[TASKS TO CARRY OUT]
[A] According to the passage on retirement and the pandemic, what share of boomers say they have put retirement plans on hold because of the pandemic?
[B] Extend the passage on retirement and the pandemic, beginning after its final sentence.

[TEXT PASSAGE]
________________________________________
15. Americans expect to retire at 66 years old
Americans of all ages generally expect to retire around age 66, but 40% of boomers say they’ve put retirement plans on hold due to the pandemic. That being said, around 2.7 million Americans say they’re considering retiring early. However, most of these individuals are affluent, which further emphasizes the country’s wealth gap.
16. The seller’s market affects retirement
The pandemic dramatically reduced interest rates, causing many people to jump into the housing market — from first-time homebuyers to retirees. According to the Joint Center for Housing Studies at Harvard, there is anecdotal evidence that wealthier households accelerated second-home purchases in preparation for retirement. This has only reinforced the country’s wealth gap.
17. Americans plan to save more after the pandemic
Although the pandemic caused many people to dip into their savings and put away less, 65% of Americans across all generations plan to increase retirement savings once things return to normal. More than one-third also say they plan to contribute to other investments. Some popular forms of investment include real estate, REITs and stocks. They can further save money by using a discount real estate agent.
________________________________________
(Point-per-instance localization data)

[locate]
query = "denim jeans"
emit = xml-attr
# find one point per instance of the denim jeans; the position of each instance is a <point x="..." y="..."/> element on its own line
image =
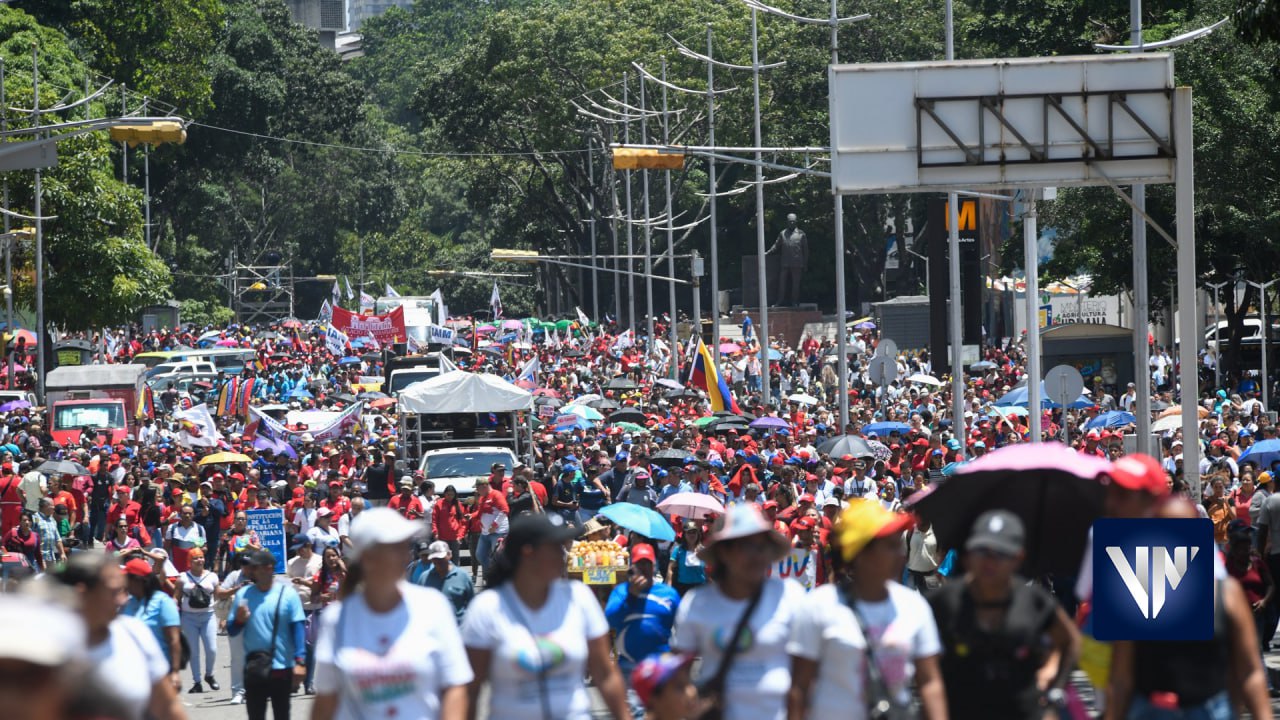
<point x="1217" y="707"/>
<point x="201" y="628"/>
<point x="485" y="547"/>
________________________________________
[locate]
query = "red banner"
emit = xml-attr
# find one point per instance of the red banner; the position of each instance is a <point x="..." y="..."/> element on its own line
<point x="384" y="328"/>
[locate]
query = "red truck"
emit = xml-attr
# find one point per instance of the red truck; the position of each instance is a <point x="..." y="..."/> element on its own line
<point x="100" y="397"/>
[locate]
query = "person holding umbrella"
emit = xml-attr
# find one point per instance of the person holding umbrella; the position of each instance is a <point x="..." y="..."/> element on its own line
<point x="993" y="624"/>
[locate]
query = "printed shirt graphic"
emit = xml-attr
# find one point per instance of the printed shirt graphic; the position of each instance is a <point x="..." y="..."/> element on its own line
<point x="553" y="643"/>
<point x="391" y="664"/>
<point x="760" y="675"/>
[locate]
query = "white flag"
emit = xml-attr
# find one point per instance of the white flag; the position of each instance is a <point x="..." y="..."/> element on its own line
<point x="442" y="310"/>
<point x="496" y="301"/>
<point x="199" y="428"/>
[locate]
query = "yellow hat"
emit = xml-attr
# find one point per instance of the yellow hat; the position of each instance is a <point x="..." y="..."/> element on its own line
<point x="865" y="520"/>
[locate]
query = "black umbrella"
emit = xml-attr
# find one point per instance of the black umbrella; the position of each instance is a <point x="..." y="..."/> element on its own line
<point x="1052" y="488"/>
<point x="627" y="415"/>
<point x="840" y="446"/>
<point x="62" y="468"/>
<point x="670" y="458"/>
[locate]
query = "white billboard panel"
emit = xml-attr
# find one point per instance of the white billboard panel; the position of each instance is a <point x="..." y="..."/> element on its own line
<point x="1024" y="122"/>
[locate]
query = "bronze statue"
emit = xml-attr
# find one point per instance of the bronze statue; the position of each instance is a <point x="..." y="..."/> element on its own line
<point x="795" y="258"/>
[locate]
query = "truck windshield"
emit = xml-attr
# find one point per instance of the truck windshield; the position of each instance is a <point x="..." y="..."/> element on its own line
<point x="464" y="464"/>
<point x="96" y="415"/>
________________________________________
[ANSWER SET]
[A] 40% of boomers.

[B]
18. Americans think there is an economic bubble happening
There are different types of economic bubbles, including real estate, cryptocurrency, stock and credit. Today, 86% of Americans believe that the U.S. is currently undergoing at least one type of economic bubble. If this is true and one of these bubbles bursts, it could impact many peoples’ nest eggs.
19. Only 5% of workers think real estate will be their biggest source of retirement savings
Real estate is a good investment for a number of reasons. It can act as a hedge against stock market volatility and tends to increase in value over time. However, rising house prices have made it more and more difficult for people to invest in property, such as selling quickly after a flip. That being said, successfully negotiating and investing in a short-term or long-term rental property, using real estate crowdfunding tools or putting money into REITs can all be good sources of income well into your later years.
20. Millennials are more likely to depend on retirement account investments
Social security is running out quickly, and many millennials may likely never see any Social Security funds. As a result, millennials are more likely than boomers to expect retirement accounts (e.g., Roth IRA or 401(k)) to be their biggest source of retirement income.
21. One-third of workers say they’ll need $1 million to retire
Both cost of living and life spans have been increasing. Therefore, it’s not surprising that workers think they will need $1 million to retire. However, most people only have a fraction of that saved.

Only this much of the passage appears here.